Please count the lines of the records below that contain the string "truck", and reply with the number alone.

(Entries from an annotation dataset)
▽

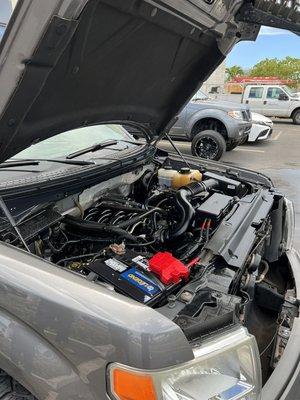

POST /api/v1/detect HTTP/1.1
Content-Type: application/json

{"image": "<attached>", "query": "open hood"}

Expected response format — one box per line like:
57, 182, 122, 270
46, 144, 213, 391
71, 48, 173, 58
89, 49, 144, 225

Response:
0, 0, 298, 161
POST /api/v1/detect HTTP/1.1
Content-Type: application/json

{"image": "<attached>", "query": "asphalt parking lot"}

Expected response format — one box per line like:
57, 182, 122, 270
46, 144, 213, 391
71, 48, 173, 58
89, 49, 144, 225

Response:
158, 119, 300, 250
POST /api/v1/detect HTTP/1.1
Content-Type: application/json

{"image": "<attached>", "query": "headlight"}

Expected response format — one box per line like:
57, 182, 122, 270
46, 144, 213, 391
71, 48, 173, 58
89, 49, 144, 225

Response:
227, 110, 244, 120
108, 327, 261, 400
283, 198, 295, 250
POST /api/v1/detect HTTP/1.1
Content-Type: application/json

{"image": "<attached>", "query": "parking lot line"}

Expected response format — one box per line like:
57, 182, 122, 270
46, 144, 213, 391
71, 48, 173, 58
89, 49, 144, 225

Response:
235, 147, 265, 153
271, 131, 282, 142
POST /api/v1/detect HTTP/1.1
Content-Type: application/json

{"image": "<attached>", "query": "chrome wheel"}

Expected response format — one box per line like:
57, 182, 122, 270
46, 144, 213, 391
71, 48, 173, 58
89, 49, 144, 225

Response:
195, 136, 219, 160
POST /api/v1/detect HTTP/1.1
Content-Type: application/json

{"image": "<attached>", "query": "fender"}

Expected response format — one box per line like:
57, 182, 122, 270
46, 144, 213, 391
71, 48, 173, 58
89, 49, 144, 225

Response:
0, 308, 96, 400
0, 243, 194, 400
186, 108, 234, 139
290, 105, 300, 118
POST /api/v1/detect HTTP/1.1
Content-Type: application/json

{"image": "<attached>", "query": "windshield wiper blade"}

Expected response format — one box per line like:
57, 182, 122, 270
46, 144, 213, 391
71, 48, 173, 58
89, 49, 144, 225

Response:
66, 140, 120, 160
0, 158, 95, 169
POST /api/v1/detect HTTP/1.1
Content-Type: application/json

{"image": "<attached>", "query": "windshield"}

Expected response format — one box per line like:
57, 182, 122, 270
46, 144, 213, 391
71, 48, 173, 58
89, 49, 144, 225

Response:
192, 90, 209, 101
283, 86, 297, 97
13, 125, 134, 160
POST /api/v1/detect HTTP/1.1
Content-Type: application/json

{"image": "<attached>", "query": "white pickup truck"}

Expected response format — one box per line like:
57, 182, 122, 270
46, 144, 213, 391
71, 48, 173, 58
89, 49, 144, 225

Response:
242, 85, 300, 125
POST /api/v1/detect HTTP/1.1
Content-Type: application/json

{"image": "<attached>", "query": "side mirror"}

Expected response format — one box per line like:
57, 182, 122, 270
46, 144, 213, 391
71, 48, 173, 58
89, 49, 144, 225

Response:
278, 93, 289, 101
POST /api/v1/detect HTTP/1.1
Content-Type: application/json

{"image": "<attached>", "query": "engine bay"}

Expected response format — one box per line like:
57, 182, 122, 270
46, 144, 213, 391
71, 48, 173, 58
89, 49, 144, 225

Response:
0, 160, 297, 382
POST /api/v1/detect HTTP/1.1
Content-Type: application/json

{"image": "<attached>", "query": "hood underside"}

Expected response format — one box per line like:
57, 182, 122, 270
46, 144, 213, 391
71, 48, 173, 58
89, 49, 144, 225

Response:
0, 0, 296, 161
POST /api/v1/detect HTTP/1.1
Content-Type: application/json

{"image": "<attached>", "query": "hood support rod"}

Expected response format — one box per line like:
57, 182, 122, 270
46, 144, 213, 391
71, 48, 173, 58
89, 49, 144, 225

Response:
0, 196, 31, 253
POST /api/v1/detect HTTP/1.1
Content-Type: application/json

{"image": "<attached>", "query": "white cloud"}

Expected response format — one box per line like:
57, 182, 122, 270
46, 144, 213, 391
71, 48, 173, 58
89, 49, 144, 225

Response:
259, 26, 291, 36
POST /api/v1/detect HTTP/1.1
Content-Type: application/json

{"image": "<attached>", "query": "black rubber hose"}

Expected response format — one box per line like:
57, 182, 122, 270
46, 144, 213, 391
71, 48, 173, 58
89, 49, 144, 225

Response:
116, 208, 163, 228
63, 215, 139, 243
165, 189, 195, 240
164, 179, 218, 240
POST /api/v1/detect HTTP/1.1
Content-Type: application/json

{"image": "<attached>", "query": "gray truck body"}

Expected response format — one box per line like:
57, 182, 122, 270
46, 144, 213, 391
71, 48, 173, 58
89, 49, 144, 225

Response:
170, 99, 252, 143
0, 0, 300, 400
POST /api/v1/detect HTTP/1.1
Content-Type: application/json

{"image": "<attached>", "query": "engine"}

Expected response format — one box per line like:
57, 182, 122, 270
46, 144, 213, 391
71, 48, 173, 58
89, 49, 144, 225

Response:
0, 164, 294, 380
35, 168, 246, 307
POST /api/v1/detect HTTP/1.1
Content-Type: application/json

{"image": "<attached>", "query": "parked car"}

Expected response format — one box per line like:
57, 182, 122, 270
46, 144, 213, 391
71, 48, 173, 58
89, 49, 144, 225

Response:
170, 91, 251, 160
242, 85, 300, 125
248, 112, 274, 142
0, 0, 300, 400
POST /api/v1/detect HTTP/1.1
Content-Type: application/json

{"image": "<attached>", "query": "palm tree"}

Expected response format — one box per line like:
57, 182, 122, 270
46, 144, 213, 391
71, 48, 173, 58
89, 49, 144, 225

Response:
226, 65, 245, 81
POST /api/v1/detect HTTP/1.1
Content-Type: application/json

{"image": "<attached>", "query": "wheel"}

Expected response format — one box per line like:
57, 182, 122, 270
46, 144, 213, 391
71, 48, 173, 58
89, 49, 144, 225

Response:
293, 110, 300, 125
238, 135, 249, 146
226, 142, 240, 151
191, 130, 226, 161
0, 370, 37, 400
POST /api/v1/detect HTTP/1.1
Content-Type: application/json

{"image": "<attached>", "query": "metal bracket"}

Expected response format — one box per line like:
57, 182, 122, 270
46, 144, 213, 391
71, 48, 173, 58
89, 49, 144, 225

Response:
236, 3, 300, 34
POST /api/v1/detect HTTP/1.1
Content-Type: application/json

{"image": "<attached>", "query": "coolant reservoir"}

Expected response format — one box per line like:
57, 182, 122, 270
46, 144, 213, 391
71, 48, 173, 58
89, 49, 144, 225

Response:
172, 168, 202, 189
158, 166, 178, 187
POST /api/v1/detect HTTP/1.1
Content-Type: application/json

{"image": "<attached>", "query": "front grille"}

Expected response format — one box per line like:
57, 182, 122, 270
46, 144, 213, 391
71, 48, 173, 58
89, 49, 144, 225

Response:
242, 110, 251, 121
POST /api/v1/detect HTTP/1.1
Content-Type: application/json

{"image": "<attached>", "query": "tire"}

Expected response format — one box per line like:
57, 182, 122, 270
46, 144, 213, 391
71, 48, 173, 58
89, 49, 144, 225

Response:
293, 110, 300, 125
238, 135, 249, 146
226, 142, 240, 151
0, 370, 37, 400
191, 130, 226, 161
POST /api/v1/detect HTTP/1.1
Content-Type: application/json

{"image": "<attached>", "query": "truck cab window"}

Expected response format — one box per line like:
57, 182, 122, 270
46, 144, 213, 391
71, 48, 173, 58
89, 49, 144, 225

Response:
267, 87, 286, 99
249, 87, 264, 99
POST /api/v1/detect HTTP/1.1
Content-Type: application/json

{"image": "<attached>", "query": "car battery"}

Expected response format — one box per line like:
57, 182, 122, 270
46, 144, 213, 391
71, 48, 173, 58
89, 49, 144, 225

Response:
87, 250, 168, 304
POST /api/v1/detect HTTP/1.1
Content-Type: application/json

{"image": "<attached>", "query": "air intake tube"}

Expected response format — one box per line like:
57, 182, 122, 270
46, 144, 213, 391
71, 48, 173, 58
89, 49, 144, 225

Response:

△

SOLVED PROBLEM:
3